- PROBLEM DESCRIPTION: In the listing below, print exactly the lines between the line holding "Target: the boulder at base" and the line holding "[indicate] the weathered", inclusive, and no more.

- DATA TO EXAMINE:
· · · ·

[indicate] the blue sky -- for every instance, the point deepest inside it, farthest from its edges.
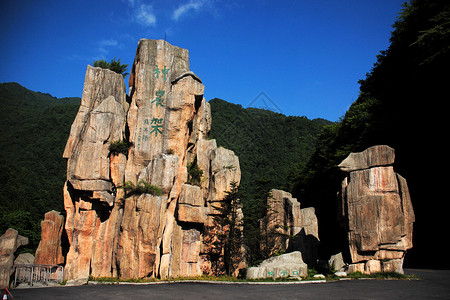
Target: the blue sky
(300, 58)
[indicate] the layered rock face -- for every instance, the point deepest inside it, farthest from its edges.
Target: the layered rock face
(49, 251)
(287, 227)
(376, 211)
(166, 121)
(9, 242)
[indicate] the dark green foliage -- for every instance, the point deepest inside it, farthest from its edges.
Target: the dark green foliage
(231, 238)
(114, 65)
(35, 128)
(401, 104)
(194, 173)
(117, 147)
(141, 188)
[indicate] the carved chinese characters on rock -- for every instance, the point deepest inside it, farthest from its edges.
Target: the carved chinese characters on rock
(154, 126)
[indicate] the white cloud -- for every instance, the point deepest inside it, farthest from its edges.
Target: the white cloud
(145, 15)
(104, 45)
(192, 5)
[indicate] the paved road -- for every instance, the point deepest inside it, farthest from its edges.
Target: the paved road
(435, 284)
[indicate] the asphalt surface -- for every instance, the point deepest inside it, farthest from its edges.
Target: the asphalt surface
(434, 284)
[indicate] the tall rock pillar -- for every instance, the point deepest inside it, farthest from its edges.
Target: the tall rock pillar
(165, 121)
(376, 211)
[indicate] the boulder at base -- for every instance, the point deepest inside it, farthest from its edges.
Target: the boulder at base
(285, 265)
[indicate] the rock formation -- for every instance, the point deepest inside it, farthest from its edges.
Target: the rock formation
(285, 265)
(165, 122)
(376, 210)
(49, 251)
(9, 242)
(286, 227)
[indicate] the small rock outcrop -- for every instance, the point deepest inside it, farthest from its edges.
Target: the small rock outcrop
(49, 251)
(9, 242)
(376, 211)
(285, 265)
(287, 227)
(164, 122)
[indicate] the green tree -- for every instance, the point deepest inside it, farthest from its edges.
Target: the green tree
(114, 65)
(231, 223)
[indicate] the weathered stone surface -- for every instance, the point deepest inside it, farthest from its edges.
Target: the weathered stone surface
(336, 262)
(49, 251)
(141, 232)
(376, 209)
(24, 259)
(191, 206)
(289, 264)
(285, 218)
(100, 120)
(9, 242)
(166, 122)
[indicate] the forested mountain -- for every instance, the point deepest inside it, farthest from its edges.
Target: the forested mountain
(272, 149)
(34, 129)
(401, 104)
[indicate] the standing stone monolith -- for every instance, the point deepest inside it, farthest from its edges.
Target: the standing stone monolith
(165, 121)
(286, 227)
(376, 211)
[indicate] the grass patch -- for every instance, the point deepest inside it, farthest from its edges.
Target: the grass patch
(224, 278)
(381, 275)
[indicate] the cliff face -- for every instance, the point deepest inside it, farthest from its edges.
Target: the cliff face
(166, 121)
(376, 211)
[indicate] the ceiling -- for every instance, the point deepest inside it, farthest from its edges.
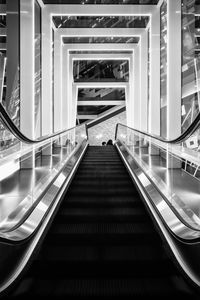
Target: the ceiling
(100, 22)
(100, 70)
(99, 40)
(120, 2)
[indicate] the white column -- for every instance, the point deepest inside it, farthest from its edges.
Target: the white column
(136, 86)
(57, 82)
(173, 75)
(173, 68)
(144, 82)
(154, 101)
(27, 107)
(46, 72)
(65, 88)
(130, 93)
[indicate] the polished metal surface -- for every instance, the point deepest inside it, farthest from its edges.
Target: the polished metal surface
(19, 135)
(173, 221)
(26, 227)
(184, 136)
(158, 208)
(41, 217)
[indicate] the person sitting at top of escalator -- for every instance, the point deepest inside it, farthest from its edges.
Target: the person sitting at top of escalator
(109, 143)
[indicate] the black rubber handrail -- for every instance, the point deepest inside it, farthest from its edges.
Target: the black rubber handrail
(8, 123)
(184, 136)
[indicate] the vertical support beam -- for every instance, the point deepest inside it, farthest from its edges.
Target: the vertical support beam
(129, 93)
(70, 94)
(46, 72)
(144, 82)
(173, 69)
(57, 82)
(27, 68)
(129, 105)
(154, 101)
(174, 25)
(136, 103)
(65, 89)
(74, 105)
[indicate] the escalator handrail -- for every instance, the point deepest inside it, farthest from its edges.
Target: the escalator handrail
(8, 123)
(184, 136)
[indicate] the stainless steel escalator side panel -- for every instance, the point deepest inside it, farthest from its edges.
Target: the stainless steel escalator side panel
(147, 190)
(45, 219)
(174, 223)
(28, 226)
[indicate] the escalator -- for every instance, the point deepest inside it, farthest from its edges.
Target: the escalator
(102, 242)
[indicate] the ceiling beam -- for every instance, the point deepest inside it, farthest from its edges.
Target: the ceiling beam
(98, 85)
(101, 102)
(100, 10)
(101, 32)
(86, 117)
(109, 56)
(100, 47)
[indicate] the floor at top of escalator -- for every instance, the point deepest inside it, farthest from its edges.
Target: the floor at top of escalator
(102, 243)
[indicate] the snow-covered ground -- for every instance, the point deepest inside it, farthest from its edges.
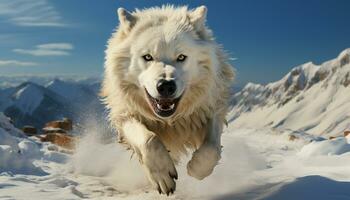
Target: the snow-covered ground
(256, 164)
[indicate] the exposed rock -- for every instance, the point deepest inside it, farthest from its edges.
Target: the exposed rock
(59, 139)
(65, 124)
(30, 130)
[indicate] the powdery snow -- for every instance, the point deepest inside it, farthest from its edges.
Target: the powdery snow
(256, 164)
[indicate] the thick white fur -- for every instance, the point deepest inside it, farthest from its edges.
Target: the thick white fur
(203, 80)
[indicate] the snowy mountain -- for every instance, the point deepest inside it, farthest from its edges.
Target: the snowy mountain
(312, 98)
(33, 104)
(255, 164)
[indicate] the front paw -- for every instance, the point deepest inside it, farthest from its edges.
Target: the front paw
(159, 166)
(203, 161)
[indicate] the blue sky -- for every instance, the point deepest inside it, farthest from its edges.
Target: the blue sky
(268, 38)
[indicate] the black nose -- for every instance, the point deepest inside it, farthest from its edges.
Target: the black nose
(166, 88)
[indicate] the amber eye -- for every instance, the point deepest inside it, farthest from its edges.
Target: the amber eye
(181, 58)
(147, 57)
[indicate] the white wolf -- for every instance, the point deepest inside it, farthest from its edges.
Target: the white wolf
(167, 85)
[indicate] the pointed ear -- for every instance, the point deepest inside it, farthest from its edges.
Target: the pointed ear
(126, 19)
(198, 17)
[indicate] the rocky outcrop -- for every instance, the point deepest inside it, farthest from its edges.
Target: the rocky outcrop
(60, 139)
(58, 126)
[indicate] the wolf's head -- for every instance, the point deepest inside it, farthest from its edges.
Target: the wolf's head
(165, 55)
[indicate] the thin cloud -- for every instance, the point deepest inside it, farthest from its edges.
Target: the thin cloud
(49, 49)
(16, 63)
(32, 13)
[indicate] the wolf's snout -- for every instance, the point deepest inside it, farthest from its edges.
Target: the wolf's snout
(166, 88)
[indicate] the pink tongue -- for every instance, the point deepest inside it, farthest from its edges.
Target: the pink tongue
(164, 107)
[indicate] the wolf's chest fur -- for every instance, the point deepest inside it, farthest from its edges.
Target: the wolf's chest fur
(183, 134)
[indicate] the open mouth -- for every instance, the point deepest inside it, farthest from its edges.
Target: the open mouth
(163, 107)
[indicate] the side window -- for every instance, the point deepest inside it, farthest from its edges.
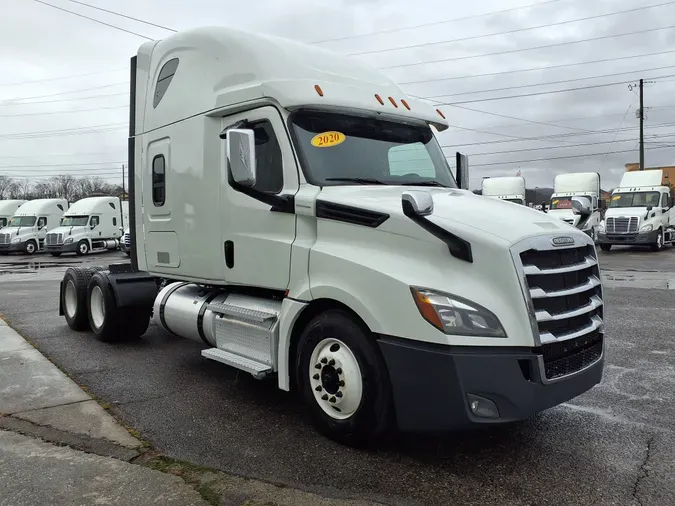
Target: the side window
(158, 181)
(270, 169)
(163, 80)
(411, 159)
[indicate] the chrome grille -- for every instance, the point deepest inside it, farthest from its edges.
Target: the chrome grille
(54, 239)
(565, 296)
(622, 225)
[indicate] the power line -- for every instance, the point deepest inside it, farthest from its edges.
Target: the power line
(589, 87)
(435, 23)
(93, 19)
(62, 112)
(61, 78)
(551, 82)
(508, 32)
(123, 15)
(568, 157)
(511, 51)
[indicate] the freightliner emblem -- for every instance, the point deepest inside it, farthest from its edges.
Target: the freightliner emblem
(563, 240)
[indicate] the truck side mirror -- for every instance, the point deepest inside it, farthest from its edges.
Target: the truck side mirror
(241, 156)
(416, 202)
(582, 206)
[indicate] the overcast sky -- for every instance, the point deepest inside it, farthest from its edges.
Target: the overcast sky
(58, 59)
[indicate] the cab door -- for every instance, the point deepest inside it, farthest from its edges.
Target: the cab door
(256, 241)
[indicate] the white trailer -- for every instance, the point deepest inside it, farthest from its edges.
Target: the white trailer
(91, 225)
(270, 223)
(27, 229)
(509, 188)
(640, 212)
(7, 210)
(579, 184)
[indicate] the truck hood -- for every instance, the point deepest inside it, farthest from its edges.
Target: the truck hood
(451, 206)
(567, 215)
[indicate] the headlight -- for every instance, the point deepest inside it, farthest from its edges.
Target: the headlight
(454, 315)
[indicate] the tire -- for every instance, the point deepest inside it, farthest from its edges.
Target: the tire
(30, 247)
(74, 299)
(356, 413)
(82, 248)
(658, 244)
(104, 317)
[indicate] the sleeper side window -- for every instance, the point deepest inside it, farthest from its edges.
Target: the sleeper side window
(269, 163)
(158, 180)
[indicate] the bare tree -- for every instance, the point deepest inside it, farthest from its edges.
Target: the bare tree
(7, 186)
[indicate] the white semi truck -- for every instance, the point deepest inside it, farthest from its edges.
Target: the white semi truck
(28, 227)
(92, 224)
(640, 212)
(269, 225)
(579, 184)
(7, 210)
(509, 188)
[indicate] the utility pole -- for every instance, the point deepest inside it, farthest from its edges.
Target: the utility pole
(642, 131)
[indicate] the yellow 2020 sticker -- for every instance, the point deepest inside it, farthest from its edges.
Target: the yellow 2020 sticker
(328, 139)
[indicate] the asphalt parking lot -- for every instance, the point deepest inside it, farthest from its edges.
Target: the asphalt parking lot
(612, 445)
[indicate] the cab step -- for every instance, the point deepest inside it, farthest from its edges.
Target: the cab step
(256, 369)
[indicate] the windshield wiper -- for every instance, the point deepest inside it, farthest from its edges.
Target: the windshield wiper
(359, 180)
(424, 183)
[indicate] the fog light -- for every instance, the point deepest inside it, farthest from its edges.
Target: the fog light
(480, 406)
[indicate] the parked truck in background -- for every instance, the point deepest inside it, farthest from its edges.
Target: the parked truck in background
(509, 188)
(578, 184)
(269, 224)
(7, 210)
(640, 212)
(91, 225)
(28, 227)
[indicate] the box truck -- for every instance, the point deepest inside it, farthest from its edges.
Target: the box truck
(509, 188)
(28, 227)
(269, 224)
(7, 210)
(579, 184)
(91, 225)
(640, 212)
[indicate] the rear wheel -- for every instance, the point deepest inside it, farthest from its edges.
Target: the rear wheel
(74, 297)
(343, 379)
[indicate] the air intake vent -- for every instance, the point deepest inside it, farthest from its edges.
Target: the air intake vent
(349, 214)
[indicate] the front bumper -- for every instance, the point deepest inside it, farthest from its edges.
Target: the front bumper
(62, 248)
(634, 238)
(431, 383)
(11, 248)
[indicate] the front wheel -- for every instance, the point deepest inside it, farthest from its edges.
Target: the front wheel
(343, 379)
(657, 245)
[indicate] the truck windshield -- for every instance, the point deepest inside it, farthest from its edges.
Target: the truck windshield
(635, 199)
(339, 149)
(74, 221)
(566, 202)
(22, 221)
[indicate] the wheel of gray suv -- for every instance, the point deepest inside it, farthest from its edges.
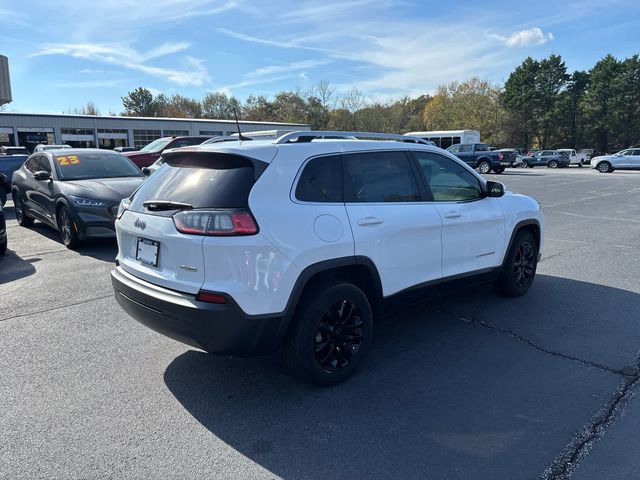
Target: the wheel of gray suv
(21, 215)
(519, 268)
(330, 335)
(67, 230)
(484, 167)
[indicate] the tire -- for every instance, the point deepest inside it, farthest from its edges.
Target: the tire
(484, 167)
(67, 230)
(21, 214)
(312, 348)
(520, 266)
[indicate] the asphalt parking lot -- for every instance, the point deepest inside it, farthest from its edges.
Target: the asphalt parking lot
(469, 386)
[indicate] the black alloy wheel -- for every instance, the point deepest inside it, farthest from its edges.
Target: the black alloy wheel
(339, 335)
(330, 333)
(484, 167)
(524, 264)
(21, 215)
(67, 229)
(519, 267)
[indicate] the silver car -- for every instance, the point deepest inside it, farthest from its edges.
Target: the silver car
(628, 159)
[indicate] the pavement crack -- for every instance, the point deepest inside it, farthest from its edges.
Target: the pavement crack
(626, 372)
(59, 307)
(566, 463)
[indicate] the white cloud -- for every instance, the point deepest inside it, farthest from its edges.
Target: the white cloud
(300, 65)
(122, 55)
(403, 57)
(524, 38)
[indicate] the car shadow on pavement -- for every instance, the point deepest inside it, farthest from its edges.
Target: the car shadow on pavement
(104, 249)
(526, 174)
(439, 397)
(13, 267)
(9, 212)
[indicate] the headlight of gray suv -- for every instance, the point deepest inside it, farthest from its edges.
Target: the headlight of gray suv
(87, 202)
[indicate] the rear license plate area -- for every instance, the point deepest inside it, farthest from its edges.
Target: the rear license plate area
(147, 251)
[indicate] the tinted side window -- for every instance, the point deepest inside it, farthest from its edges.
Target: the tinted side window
(212, 180)
(379, 177)
(321, 180)
(448, 180)
(43, 164)
(32, 164)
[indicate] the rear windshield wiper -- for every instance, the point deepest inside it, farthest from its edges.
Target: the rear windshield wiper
(157, 205)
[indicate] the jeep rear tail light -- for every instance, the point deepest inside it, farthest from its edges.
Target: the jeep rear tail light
(215, 222)
(211, 297)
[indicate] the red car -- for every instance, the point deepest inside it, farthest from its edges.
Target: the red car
(150, 153)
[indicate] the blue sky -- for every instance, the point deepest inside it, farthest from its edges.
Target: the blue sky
(64, 53)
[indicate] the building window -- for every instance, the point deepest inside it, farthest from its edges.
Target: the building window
(175, 133)
(76, 131)
(7, 139)
(111, 138)
(145, 137)
(111, 143)
(112, 130)
(78, 137)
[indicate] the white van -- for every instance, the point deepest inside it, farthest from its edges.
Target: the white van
(575, 158)
(445, 138)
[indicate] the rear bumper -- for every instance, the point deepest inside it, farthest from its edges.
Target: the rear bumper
(93, 224)
(223, 329)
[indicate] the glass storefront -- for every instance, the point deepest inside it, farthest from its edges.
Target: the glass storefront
(30, 137)
(110, 138)
(145, 137)
(7, 138)
(175, 133)
(78, 137)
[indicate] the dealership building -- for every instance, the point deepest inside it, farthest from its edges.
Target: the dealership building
(89, 131)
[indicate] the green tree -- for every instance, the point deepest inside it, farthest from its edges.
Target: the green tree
(519, 98)
(471, 105)
(139, 102)
(551, 78)
(600, 100)
(220, 105)
(569, 112)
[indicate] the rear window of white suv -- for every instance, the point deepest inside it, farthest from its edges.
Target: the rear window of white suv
(202, 180)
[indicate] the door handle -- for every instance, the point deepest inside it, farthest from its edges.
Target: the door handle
(369, 221)
(452, 215)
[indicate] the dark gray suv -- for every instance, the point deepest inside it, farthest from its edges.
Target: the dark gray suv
(546, 158)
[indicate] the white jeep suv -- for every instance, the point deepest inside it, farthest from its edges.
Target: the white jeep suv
(246, 247)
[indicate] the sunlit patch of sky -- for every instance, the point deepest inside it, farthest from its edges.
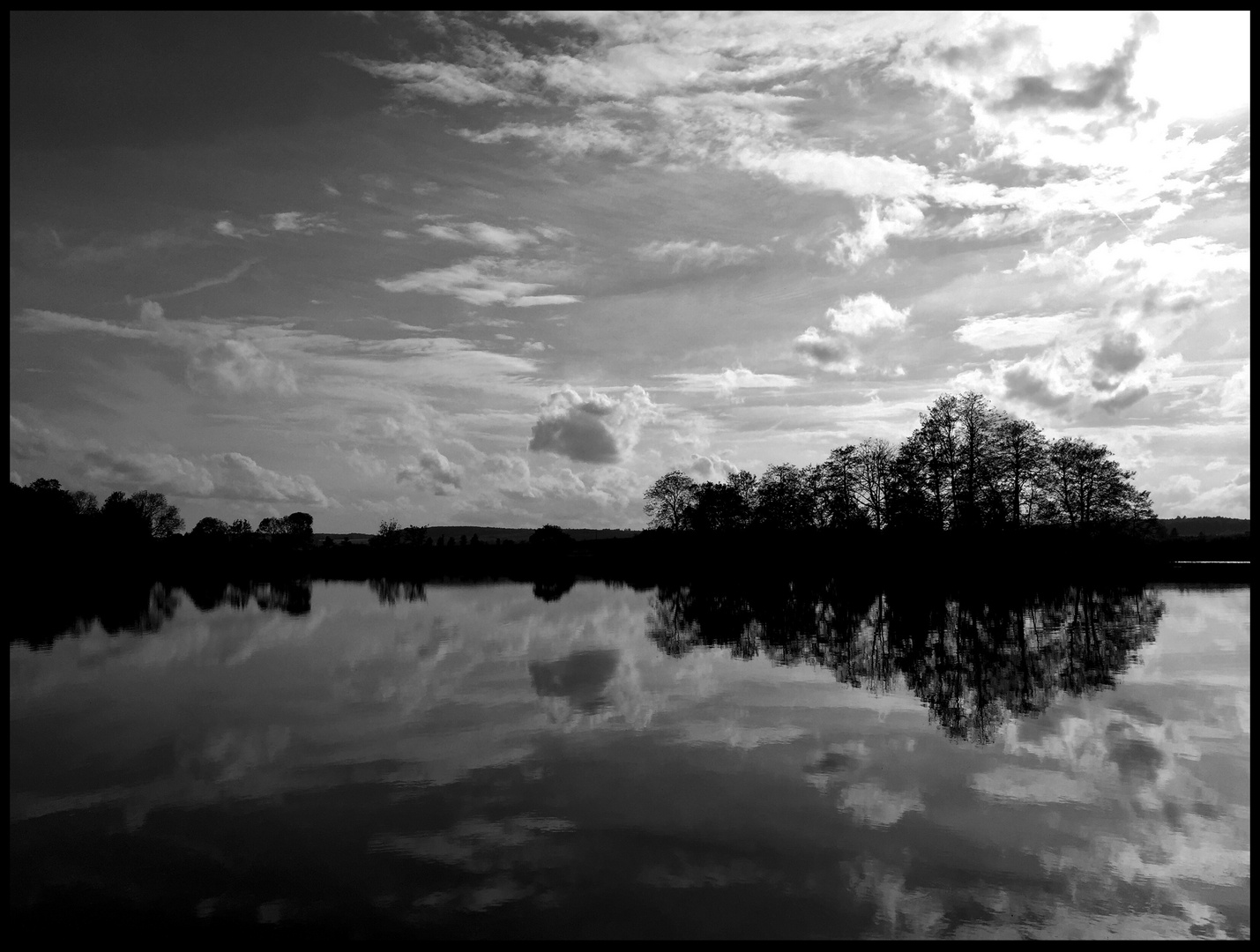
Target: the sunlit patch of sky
(510, 269)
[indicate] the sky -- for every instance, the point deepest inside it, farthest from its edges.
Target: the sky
(511, 269)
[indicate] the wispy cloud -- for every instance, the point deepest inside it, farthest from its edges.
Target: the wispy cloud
(702, 256)
(479, 281)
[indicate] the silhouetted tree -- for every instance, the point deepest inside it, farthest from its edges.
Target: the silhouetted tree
(209, 528)
(669, 499)
(164, 519)
(784, 499)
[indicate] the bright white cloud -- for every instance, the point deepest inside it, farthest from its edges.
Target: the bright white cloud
(596, 428)
(730, 381)
(695, 255)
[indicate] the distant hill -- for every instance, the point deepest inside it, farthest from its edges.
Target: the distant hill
(488, 534)
(1210, 526)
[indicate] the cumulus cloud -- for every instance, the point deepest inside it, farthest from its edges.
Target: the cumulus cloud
(481, 281)
(880, 222)
(699, 256)
(237, 366)
(1024, 383)
(730, 381)
(432, 472)
(237, 476)
(711, 469)
(849, 324)
(596, 428)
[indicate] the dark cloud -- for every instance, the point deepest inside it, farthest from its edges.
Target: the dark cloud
(822, 350)
(1095, 87)
(1119, 354)
(595, 428)
(1024, 384)
(432, 472)
(103, 78)
(999, 41)
(582, 678)
(578, 436)
(1134, 755)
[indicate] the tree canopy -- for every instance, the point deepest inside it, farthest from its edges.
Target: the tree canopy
(966, 466)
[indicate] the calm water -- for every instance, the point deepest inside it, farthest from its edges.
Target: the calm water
(593, 761)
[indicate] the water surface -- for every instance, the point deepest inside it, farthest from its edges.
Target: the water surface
(560, 761)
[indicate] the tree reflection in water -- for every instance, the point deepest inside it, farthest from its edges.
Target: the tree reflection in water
(975, 658)
(50, 614)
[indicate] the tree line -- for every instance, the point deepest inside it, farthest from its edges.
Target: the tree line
(966, 467)
(43, 510)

· · · ·

- REPLY:
Target: the boulder at base
(285, 265)
[indicate] the rock formation -- for every instance, the point deepest inside it, farthest from its edges.
Target: the rock formation
(285, 265)
(165, 122)
(376, 210)
(49, 251)
(9, 242)
(286, 227)
[indicate] the small rock outcrop -- for every instance, the point deepest inside it, farthest from its edges.
Target: the small rock outcrop
(49, 251)
(9, 242)
(376, 211)
(285, 265)
(287, 227)
(164, 122)
[indicate] the green tree -- for every instance, the point deepest inside it, farthest from its edges.
Target: the green tree
(114, 65)
(231, 223)
[indicate] the weathered stone surface -- for every instance, the point deepest inside it, farthest from its edges.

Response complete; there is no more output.